*CONSIGNE*: Poursuivez l'article ci-dessous sur l'album Fossora de Björk, à la suite de sa dernière ligne.

──────── BLOC DE TEXTE

Que penser du nouvel album de Björk, “Fossora” ?
Après cinq ans d’absence, Björk revient ce vendredi 30 septembre pour dévoiler son dixième album studio, Fossora. Dans cet opus ambitieux, la chanteuse de 56 ans invite dans une plongée souterraine au milieu des champignons, où s’entrechoquent les sons des clarinettes, d’un chœur et d’un duo de gabber indonésien. Une expression aussi dynamique que poétique du retour de l’Islandaise à ses racines, qui s’inscrit dans le prolongement musical de ses précédentes expérimentations. Décryptage.
Par Matthieu Jacquet.

────────────────
──────── DONNÉES FOURNIES

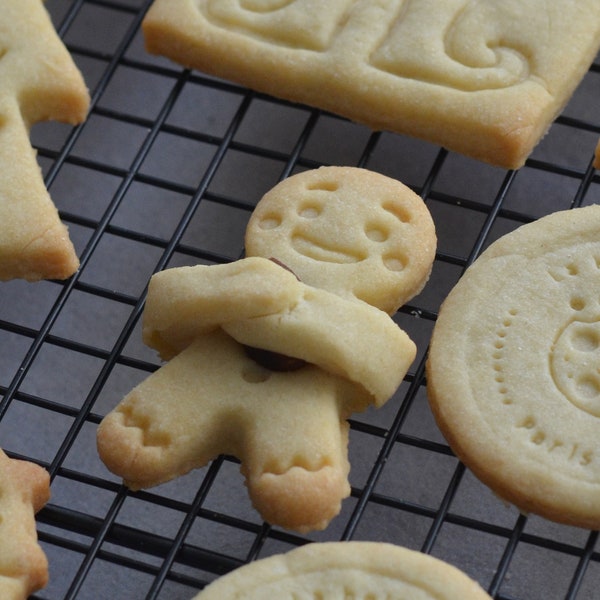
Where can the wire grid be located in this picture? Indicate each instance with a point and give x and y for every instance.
(165, 172)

────────────────

*RÉPONSE CI-DESSOUS*:
Une nouvelle ère très incarnée, musicalement comme visuellement
Fin novembre 2017, Björk dévoilait son neuvième album Utopia, épopée céleste, cotonneuse et sensuelle vers un éden féministe bercé par les flûtes et autres chants d’oiseaux. À cet album utopique “de science-fiction”, comme l’Islandaise le confiait récemment au quotidien Libération, cette dernière répond cinq ans plus tard par un nouveau disque, qu’elle décrit cette fois-ci comme “très réaliste”. Intitulé Fossora, néologisme tiré du terme latin fossor qui signifie “creuser, fouiller” féminisé par la chanteuse pour qualifier “celle qui creuse”, ce dixième album s’échappe des nuées éthérées de la stratosphère pour plonger six pieds sous terre, là où la vie germe avant d’éclore à la surface. Comme de coutume, la chanteuse s’engouffre à corps perdu dans ce nouvel univers, qu’elle déroule de ses morceaux aux visuels : champignons, mousse et racines irriguent les paroles de cet album jusqu’à leurs titres mêmes – Mycelia (“mycélium”), Fungal City (“ville fongique”), Sorrowful Soil (“terre imbibée de chagrin”) –, et envahissent le clip du premier single de l’album Atopos tout comme le décor de la pochette de l’album, où la chanteuse apparaît sous l’apparence fantastique d’un elfe bleu turquoise perché dans une grotte.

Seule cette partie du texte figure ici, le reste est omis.